When the line containing "For every instance of the blurred" appears in the listing below, set it down along with each later line through the end, exactly as written, and nothing before it.

------------------------------------------------------------------------

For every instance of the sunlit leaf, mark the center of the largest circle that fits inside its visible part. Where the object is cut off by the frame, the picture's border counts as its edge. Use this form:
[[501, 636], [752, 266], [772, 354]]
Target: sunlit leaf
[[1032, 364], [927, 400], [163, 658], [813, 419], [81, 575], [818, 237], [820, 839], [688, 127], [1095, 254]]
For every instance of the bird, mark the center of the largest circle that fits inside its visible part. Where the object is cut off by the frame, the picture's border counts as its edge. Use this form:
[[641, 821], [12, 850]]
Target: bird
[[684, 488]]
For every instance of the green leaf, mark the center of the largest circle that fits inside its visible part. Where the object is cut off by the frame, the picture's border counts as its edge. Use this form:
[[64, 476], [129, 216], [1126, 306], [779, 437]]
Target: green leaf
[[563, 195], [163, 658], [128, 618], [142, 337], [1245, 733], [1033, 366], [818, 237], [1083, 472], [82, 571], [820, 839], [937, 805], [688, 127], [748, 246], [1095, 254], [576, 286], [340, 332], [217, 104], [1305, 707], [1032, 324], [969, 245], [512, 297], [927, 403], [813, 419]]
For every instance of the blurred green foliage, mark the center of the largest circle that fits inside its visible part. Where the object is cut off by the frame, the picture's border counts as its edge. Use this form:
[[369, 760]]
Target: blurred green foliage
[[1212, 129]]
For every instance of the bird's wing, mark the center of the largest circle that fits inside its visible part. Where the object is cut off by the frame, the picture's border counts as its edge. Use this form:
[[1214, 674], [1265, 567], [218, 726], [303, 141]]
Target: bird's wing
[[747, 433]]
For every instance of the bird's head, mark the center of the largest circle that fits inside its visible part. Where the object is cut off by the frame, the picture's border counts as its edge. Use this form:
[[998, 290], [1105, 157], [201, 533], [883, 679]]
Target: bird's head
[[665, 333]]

------------------------------------------------------------------------

◆ **RESULT OF THIS TASK**:
For every instance of the blurred green foliage, mark the center of the largest circle that fits inside its visible part. Where the object is cut off by the frame, the picture's border counts as its edge. Use this form:
[[369, 760]]
Target: blurred green foliage
[[1212, 129]]
For every instance of the bird's wing, mark the center of the largest circle that fits inside its visible part. Where the object is cut off by the frame, the picture's border counts as its edge. Use this form:
[[1214, 674], [1265, 567], [218, 726], [303, 141]]
Target: bird's wing
[[747, 433]]
For every instance of the bird's head, mark the center of the largest circle that fits inside its visible part. Where the object is cut off by the frame, the picture's border counts as its edge. Use this form:
[[998, 290], [1105, 157], [201, 533], [883, 679]]
Target: bird's head
[[665, 333]]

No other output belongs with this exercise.